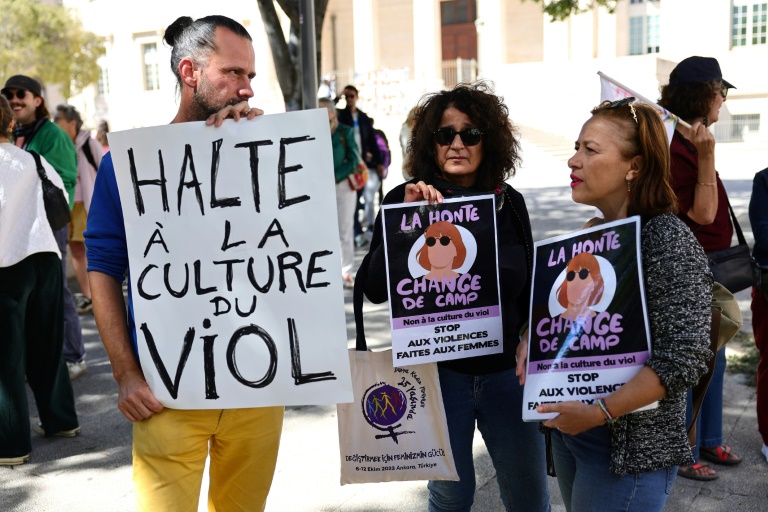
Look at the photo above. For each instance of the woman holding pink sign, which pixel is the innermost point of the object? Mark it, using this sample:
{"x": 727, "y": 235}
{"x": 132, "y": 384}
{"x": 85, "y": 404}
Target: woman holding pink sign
{"x": 606, "y": 456}
{"x": 463, "y": 144}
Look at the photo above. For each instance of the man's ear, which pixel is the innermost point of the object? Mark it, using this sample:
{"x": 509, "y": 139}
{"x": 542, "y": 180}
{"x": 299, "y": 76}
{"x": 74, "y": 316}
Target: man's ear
{"x": 187, "y": 72}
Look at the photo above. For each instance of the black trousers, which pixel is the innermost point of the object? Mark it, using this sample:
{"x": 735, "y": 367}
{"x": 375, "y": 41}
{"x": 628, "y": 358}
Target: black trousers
{"x": 31, "y": 340}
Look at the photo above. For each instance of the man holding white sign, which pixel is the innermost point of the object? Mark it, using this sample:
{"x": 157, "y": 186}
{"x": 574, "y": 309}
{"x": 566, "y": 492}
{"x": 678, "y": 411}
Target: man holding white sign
{"x": 214, "y": 61}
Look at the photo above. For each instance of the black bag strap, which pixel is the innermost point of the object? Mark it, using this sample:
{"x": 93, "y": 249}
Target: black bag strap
{"x": 739, "y": 233}
{"x": 40, "y": 169}
{"x": 357, "y": 300}
{"x": 89, "y": 154}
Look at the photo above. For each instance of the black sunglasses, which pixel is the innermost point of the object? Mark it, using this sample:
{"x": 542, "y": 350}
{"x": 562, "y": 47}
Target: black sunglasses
{"x": 444, "y": 240}
{"x": 20, "y": 94}
{"x": 621, "y": 102}
{"x": 469, "y": 136}
{"x": 583, "y": 273}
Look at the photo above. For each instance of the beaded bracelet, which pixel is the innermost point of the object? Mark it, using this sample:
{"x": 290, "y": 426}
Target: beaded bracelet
{"x": 608, "y": 416}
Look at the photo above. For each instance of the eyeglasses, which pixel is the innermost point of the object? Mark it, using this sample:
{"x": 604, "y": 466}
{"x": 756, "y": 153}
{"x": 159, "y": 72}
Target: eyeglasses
{"x": 583, "y": 274}
{"x": 620, "y": 103}
{"x": 20, "y": 94}
{"x": 444, "y": 240}
{"x": 469, "y": 136}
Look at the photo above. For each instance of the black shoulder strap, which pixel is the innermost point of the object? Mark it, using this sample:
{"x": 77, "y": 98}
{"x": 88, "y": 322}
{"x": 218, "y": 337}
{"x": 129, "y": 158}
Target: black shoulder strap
{"x": 40, "y": 169}
{"x": 358, "y": 293}
{"x": 88, "y": 154}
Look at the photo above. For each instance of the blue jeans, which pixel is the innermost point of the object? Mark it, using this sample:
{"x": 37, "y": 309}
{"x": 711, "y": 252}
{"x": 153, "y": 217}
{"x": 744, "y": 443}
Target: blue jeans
{"x": 586, "y": 483}
{"x": 495, "y": 402}
{"x": 709, "y": 424}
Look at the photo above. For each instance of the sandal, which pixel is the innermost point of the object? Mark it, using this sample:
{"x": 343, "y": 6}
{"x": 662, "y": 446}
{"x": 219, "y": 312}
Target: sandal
{"x": 720, "y": 455}
{"x": 695, "y": 472}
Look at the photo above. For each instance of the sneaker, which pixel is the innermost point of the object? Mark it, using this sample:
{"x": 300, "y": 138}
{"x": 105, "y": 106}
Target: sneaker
{"x": 76, "y": 369}
{"x": 83, "y": 304}
{"x": 37, "y": 426}
{"x": 13, "y": 461}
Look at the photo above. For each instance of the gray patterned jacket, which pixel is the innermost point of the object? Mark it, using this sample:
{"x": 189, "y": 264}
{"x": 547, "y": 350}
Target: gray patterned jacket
{"x": 678, "y": 290}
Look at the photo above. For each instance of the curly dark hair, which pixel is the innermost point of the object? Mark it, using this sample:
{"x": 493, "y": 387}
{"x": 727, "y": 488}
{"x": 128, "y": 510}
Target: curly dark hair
{"x": 690, "y": 100}
{"x": 487, "y": 111}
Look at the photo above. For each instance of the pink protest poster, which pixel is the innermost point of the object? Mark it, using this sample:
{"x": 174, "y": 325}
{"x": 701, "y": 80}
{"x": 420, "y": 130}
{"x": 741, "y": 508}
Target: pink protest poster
{"x": 588, "y": 329}
{"x": 443, "y": 279}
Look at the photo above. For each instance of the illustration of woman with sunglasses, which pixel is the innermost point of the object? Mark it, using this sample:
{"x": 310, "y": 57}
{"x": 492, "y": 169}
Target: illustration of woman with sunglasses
{"x": 583, "y": 287}
{"x": 443, "y": 251}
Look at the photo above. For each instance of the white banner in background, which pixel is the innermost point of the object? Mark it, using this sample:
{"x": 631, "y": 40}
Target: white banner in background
{"x": 235, "y": 262}
{"x": 611, "y": 91}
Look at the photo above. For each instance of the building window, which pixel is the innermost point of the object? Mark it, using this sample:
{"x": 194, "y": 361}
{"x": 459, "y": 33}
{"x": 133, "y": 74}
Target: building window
{"x": 743, "y": 124}
{"x": 644, "y": 35}
{"x": 654, "y": 36}
{"x": 102, "y": 86}
{"x": 456, "y": 12}
{"x": 149, "y": 60}
{"x": 759, "y": 22}
{"x": 749, "y": 23}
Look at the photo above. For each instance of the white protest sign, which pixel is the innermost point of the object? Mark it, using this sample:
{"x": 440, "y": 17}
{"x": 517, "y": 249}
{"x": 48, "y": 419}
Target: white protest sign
{"x": 589, "y": 330}
{"x": 235, "y": 263}
{"x": 443, "y": 280}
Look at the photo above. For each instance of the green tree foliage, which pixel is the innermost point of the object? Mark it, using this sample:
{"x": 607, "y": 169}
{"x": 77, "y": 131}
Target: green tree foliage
{"x": 48, "y": 43}
{"x": 559, "y": 10}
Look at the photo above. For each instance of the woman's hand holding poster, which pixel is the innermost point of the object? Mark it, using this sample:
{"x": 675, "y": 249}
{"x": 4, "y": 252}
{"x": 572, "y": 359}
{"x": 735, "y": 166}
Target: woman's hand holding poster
{"x": 443, "y": 282}
{"x": 588, "y": 331}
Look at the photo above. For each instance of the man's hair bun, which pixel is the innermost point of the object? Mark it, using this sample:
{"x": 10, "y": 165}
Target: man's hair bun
{"x": 176, "y": 28}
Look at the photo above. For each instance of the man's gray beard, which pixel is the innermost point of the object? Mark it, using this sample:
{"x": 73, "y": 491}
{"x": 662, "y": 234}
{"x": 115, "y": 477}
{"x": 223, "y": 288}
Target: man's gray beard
{"x": 201, "y": 109}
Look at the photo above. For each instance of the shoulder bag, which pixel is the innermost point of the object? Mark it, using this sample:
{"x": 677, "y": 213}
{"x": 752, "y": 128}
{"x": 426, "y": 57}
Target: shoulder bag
{"x": 395, "y": 430}
{"x": 56, "y": 204}
{"x": 734, "y": 267}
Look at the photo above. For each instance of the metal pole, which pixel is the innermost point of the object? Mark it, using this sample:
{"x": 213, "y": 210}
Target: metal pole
{"x": 308, "y": 54}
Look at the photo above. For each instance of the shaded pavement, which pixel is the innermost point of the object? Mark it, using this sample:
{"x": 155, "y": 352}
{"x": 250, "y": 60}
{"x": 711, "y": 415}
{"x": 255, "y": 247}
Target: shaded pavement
{"x": 92, "y": 472}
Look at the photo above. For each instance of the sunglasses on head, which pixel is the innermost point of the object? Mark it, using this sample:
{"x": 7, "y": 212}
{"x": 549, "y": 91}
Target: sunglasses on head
{"x": 583, "y": 273}
{"x": 444, "y": 240}
{"x": 20, "y": 94}
{"x": 469, "y": 136}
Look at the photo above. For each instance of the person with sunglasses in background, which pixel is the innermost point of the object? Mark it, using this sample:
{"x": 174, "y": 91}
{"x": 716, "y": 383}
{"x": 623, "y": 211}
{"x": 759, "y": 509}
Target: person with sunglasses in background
{"x": 609, "y": 456}
{"x": 696, "y": 92}
{"x": 463, "y": 144}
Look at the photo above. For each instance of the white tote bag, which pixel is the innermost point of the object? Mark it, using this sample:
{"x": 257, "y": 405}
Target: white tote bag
{"x": 395, "y": 429}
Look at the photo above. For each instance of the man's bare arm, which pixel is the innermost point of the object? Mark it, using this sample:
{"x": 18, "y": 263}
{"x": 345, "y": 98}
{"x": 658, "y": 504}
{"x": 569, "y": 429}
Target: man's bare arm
{"x": 135, "y": 399}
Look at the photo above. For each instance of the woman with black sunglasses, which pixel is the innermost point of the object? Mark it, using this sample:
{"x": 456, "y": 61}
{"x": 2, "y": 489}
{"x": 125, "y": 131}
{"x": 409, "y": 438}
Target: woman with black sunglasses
{"x": 696, "y": 92}
{"x": 609, "y": 456}
{"x": 463, "y": 144}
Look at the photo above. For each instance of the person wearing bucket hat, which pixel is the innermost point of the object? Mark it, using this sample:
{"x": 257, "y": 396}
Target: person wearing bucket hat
{"x": 34, "y": 131}
{"x": 696, "y": 92}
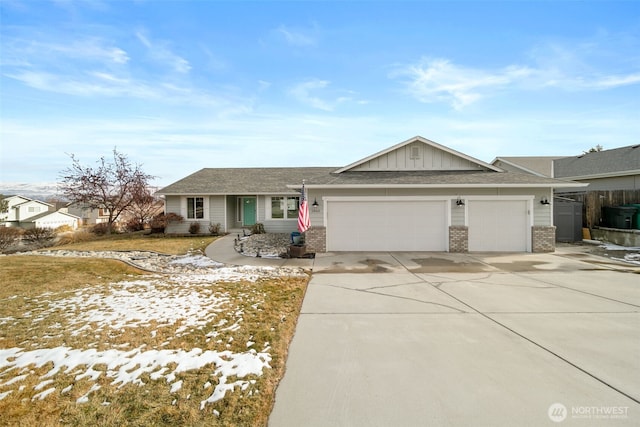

━━━━━━━━━━━━━━━━━━━━

• Task directions
Pick out every line in the records that contains the string "woman", and copy each one. Case counts, so match only that exact capitalization.

• Written answer
Look at the photo above. For each instance of the woman holding pink sign, which pixel is the innermost point of the object? Mark it, using this sample:
Target: woman holding pink sign
Look at the photo above. For each instance of the illustration of woman with sunglasses, which pixel is the innermost point of the object? Mark it, using this sample:
Target: illustration of woman with sunglasses
Look at the photo above. For each instance of the woman's hand holding poster, which pixel is the innermost point of the object? Mark it, using this sample:
Target: woman's hand holding poster
Look at the photo above. For each instance of the woman with black sunglasses, which pixel is the innermost point of the object? Mark it, using this sample:
Target: woman with black sunglasses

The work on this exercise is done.